— Exercices proposés —
• A. D'après le texte sur le bassin « Amasogea », combien d'enfants se sont noyés dans le fossé depuis son apparition ?
• B. Rédigez la suite du texte sur le bassin « Amasogea » en reprenant après sa dernière phrase.

A première vue, l’eau de ce bassin est malsaine, verdâtre, mais pour les habitats de la localité, ces eaux qu’ils appellent « Amasogea » sont venues régler le problème d’accès à l’eau. Ils ont trouvé une alternative en lieu et place de se rendre dans les marais puiser de l’eau qu’ils estiment très sale comparée à celle dite « Amasogea », l’eau obtenue grâce à la SOGEA.

Toutefois, ce fossé profond de plus de 20 mètres, selon la population environnante, a endeuillé beaucoup de parents. Les habitants rencontrés sur le lieu font savoir que depuis l’apparition de ce fossé, six enfants y ont été noyés. Ils jettent leur colère sur l’Etat qu’ils jugent démissionnaire face à cette problématique de non-accès à l’eau potable.

— Extrait de données —
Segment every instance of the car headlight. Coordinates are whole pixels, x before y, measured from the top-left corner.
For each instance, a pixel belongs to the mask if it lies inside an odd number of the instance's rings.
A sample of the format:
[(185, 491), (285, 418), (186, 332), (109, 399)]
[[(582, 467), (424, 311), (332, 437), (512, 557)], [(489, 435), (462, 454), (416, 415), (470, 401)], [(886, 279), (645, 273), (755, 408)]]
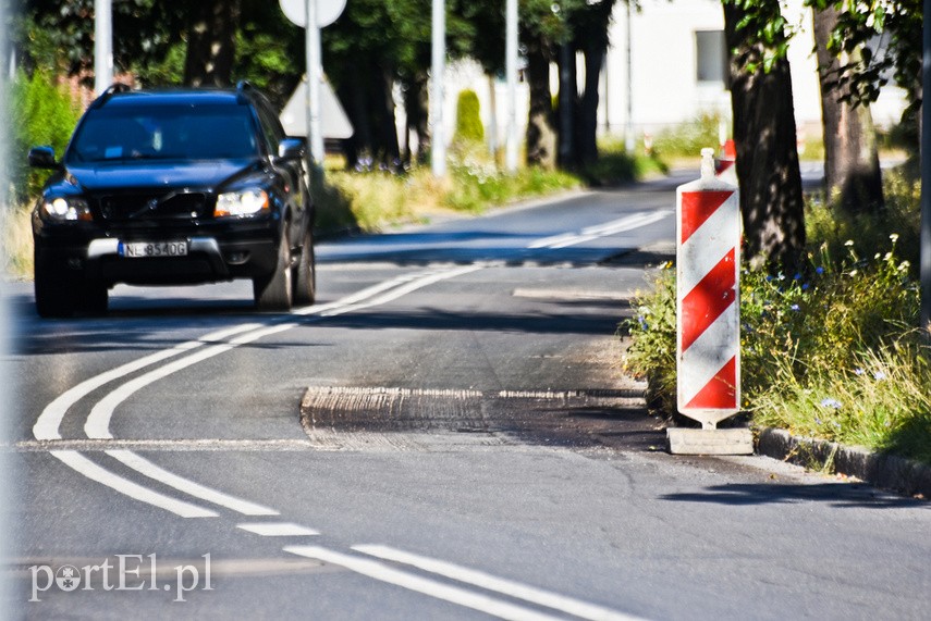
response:
[(47, 198), (42, 201), (42, 215), (48, 220), (84, 221), (94, 220), (87, 201), (78, 197)]
[(242, 191), (228, 191), (217, 197), (217, 207), (213, 210), (216, 218), (226, 215), (247, 216), (268, 211), (268, 192), (264, 189), (246, 189)]

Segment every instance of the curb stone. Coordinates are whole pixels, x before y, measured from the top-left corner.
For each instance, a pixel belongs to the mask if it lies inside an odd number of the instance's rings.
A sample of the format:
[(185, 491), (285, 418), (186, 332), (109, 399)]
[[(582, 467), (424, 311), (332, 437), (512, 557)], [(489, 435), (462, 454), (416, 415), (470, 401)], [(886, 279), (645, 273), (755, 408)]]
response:
[(760, 431), (757, 452), (806, 468), (823, 468), (856, 476), (877, 487), (931, 499), (931, 465), (895, 455), (796, 437), (785, 430), (773, 427)]

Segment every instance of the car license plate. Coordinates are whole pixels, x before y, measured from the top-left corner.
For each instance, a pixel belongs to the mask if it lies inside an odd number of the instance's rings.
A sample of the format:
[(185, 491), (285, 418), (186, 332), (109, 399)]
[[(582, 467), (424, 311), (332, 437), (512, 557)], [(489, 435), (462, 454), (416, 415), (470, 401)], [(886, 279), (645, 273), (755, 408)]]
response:
[(122, 241), (120, 256), (128, 259), (186, 257), (187, 241)]

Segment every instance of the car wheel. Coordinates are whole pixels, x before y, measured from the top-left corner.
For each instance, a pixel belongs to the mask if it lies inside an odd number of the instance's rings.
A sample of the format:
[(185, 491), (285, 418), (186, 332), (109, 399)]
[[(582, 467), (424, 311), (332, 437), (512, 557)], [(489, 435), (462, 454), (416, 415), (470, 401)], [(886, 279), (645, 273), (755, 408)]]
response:
[(103, 283), (87, 283), (81, 290), (81, 309), (93, 315), (107, 314), (110, 291)]
[(291, 244), (287, 232), (281, 236), (278, 248), (278, 264), (274, 272), (266, 278), (253, 281), (253, 294), (256, 308), (262, 311), (286, 311), (291, 309)]
[(72, 316), (77, 309), (75, 275), (65, 270), (61, 262), (49, 261), (38, 252), (35, 257), (36, 312), (41, 318)]
[(317, 265), (314, 257), (314, 236), (304, 234), (301, 259), (294, 268), (294, 303), (313, 305), (317, 297)]

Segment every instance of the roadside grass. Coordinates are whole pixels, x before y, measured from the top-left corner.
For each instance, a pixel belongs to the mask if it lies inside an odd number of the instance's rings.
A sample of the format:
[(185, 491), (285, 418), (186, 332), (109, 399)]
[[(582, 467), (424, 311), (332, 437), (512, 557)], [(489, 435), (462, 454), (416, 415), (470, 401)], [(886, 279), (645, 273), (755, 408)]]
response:
[(32, 206), (20, 204), (2, 210), (0, 229), (3, 231), (3, 273), (15, 280), (33, 277)]
[[(744, 271), (742, 394), (755, 426), (931, 463), (931, 349), (916, 328), (918, 240), (910, 234), (916, 185), (890, 175), (886, 210), (872, 215), (812, 201), (807, 269)], [(906, 233), (889, 233), (895, 223)], [(670, 268), (654, 274), (621, 326), (633, 340), (624, 368), (648, 380), (651, 407), (667, 417), (676, 389)]]
[[(623, 145), (607, 141), (601, 159), (579, 173), (520, 167), (501, 170), (483, 146), (455, 145), (445, 178), (433, 177), (429, 166), (409, 171), (346, 171), (341, 158), (324, 162), (324, 182), (314, 183), (317, 228), (322, 234), (347, 229), (377, 232), (392, 226), (427, 222), (437, 216), (477, 214), (492, 207), (546, 196), (586, 185), (630, 182), (663, 172), (661, 162), (630, 158)], [(5, 273), (32, 278), (33, 253), (29, 207), (2, 209), (2, 261)]]

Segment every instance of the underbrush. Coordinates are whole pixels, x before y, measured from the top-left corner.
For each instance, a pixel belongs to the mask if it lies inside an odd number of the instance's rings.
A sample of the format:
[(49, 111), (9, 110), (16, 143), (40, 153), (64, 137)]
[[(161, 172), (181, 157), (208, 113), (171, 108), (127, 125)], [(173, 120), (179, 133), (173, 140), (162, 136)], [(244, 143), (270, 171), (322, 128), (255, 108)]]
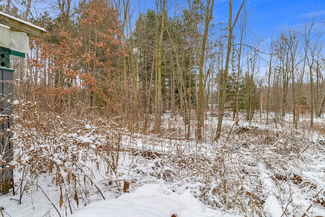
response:
[[(234, 214), (315, 216), (325, 210), (325, 140), (315, 130), (225, 125), (218, 142), (210, 129), (197, 143), (180, 135), (180, 125), (156, 136), (133, 133), (95, 114), (44, 114), (38, 103), (25, 102), (16, 111), (14, 194), (20, 203), (42, 192), (52, 215), (161, 182)], [(165, 126), (168, 131), (170, 124)]]

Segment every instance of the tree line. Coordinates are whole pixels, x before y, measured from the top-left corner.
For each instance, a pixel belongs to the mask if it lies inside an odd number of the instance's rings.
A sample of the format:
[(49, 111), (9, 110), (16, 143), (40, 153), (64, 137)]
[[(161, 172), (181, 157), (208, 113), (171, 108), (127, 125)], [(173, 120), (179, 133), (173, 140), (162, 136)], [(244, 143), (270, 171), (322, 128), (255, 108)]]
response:
[(156, 0), (142, 12), (129, 0), (52, 0), (41, 11), (34, 2), (8, 0), (0, 10), (47, 29), (45, 40), (30, 39), (26, 60), (12, 62), (16, 97), (39, 101), (44, 113), (95, 111), (159, 134), (169, 111), (182, 117), (184, 138), (194, 132), (198, 140), (210, 114), (218, 140), (225, 115), (238, 123), (257, 114), (276, 126), (292, 114), (297, 129), (303, 115), (312, 126), (323, 113), (324, 22), (316, 16), (264, 43), (245, 0), (229, 1), (226, 23), (213, 18), (214, 0)]

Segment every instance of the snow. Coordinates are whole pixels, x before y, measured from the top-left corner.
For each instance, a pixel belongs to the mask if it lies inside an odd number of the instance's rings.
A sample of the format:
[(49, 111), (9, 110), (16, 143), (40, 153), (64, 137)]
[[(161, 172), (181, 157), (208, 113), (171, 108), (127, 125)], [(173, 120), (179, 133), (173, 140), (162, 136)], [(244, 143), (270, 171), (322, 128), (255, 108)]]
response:
[[(93, 203), (78, 211), (73, 217), (221, 216), (220, 211), (207, 208), (190, 193), (178, 194), (162, 184), (146, 185), (114, 199)], [(228, 215), (223, 215), (225, 216)]]
[(45, 136), (18, 115), (5, 216), (325, 216), (321, 132), (294, 137), (289, 128), (243, 122), (219, 142), (197, 143), (62, 115), (35, 124), (55, 126)]

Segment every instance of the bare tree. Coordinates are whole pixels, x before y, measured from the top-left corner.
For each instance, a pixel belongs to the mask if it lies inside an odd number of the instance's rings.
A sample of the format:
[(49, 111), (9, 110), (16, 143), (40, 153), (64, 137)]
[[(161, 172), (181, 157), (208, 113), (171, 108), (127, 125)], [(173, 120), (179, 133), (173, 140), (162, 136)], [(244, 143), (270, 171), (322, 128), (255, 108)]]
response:
[(237, 16), (235, 18), (234, 22), (232, 22), (232, 13), (233, 13), (233, 0), (229, 1), (229, 17), (228, 20), (228, 42), (227, 43), (227, 53), (226, 55), (225, 63), (224, 65), (224, 70), (222, 74), (221, 82), (220, 83), (221, 87), (220, 88), (220, 100), (219, 105), (219, 114), (218, 116), (218, 126), (217, 126), (216, 135), (215, 140), (218, 140), (220, 138), (221, 132), (221, 125), (222, 120), (223, 119), (223, 115), (224, 113), (224, 105), (225, 103), (225, 98), (226, 95), (226, 87), (228, 79), (228, 70), (229, 68), (229, 62), (230, 59), (230, 54), (232, 50), (232, 38), (233, 36), (233, 32), (234, 27), (238, 20), (238, 17), (240, 12), (245, 4), (245, 0), (243, 2), (238, 10)]

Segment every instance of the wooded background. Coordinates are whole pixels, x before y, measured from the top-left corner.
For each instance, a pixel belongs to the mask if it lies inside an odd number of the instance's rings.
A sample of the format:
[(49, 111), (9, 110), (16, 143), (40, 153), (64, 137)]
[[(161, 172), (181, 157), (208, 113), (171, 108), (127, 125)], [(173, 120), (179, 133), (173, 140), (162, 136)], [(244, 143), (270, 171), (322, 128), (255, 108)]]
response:
[(227, 23), (213, 18), (214, 0), (156, 0), (138, 15), (129, 0), (46, 2), (0, 3), (47, 31), (45, 40), (30, 39), (26, 59), (11, 63), (15, 97), (40, 101), (44, 114), (96, 112), (159, 134), (168, 111), (182, 117), (185, 138), (194, 132), (200, 140), (209, 115), (218, 117), (217, 140), (225, 115), (250, 122), (257, 114), (276, 126), (291, 114), (297, 129), (303, 115), (312, 126), (323, 113), (324, 22), (316, 16), (266, 47), (244, 0), (236, 11), (229, 1)]

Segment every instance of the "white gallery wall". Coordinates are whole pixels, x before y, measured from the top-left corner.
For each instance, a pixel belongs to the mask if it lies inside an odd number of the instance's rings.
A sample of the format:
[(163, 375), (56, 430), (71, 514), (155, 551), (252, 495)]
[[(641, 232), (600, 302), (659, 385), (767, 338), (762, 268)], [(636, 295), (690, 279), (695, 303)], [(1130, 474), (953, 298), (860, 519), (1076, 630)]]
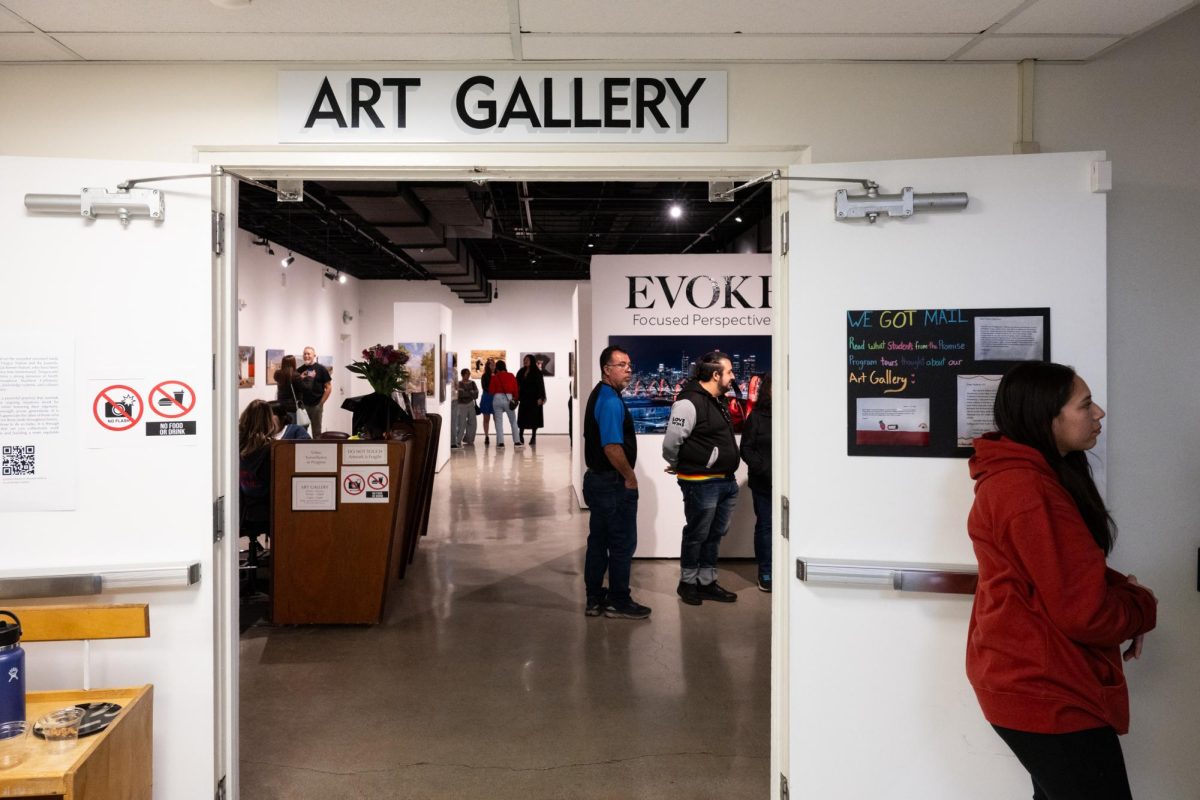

— Corrigé des exercices —
• A. Six enfants.

• B.
Des alternatives de fortune

Suite à ce manque criant de l’eau potable à Cibitoke, les maladies liées au manque d’hygiène font souvent rage dans cette province. Le médecin chef du district sanitaire de Cibitoke, craint le pire une fois que la situation restera telle qu’elle est actuellement.

Pour atténuer les conséquences de cette pénurie d’eau potable, des initiatives privées ont été engagées. Dans les périodes où le choléra a fait des ravages, la plateforme nationale de lutte contre les risques de catastrophes a installé des bladers dans les quartiers les plus touchés.

Lors de notre reportage, nous avons pu constater que la Croix Rouge a continué la campagne. Sur la colline Rubuye, à l’un des endroits où est installé un blader, un camion-citerne de la Croix Rouge le remplit tous les jours sauf les week-ends. 

Les habitants de cette localité nous indiquent qu’ils ont droit à deux bidons de 20 l par jour, mais que cette quantité est insuffisante au vu des besoins. « Elle ne nous sert qu’à boire seulement. Les autres tâches, nous continuons à utiliser l’eau des rivières », s’expriment-ils.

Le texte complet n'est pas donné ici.